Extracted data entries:

######

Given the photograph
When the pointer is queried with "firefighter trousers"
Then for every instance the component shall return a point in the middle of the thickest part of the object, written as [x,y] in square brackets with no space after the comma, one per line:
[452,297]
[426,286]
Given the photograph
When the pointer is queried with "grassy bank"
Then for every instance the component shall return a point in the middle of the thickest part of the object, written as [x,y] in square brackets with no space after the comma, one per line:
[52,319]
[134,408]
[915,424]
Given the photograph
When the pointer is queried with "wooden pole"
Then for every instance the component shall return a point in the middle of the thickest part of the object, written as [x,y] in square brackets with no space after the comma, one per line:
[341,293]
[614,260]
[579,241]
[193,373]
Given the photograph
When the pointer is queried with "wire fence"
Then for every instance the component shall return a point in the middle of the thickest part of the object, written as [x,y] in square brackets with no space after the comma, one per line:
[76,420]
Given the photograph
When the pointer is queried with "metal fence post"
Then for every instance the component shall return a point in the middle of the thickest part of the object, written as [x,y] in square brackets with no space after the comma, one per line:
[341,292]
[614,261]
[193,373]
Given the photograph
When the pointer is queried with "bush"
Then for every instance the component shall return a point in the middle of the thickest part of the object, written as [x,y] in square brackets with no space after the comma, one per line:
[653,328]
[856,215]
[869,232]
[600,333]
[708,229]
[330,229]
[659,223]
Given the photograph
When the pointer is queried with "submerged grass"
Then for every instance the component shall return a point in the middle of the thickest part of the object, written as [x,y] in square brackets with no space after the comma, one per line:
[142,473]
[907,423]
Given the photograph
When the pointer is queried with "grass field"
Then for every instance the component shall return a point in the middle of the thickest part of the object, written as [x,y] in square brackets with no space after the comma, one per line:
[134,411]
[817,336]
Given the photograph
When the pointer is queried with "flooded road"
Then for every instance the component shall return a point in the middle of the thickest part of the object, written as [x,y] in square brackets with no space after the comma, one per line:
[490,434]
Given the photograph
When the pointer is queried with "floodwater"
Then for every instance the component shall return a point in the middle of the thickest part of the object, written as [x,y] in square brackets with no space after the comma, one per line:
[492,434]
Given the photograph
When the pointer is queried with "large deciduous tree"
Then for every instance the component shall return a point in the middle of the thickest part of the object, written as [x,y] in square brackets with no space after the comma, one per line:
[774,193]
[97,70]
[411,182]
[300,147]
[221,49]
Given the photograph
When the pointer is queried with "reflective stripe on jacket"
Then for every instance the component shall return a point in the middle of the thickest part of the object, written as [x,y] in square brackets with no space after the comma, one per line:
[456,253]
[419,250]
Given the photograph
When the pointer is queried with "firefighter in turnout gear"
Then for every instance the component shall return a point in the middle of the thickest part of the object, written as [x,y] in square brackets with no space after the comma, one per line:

######

REQUIREMENT –
Which lines above hold the string "firefighter"? Copy each of them.

RESPONSE AREA –
When the pointer is queried with "firefighter trousers"
When the pointer is queried with "firefighter in turnout gear"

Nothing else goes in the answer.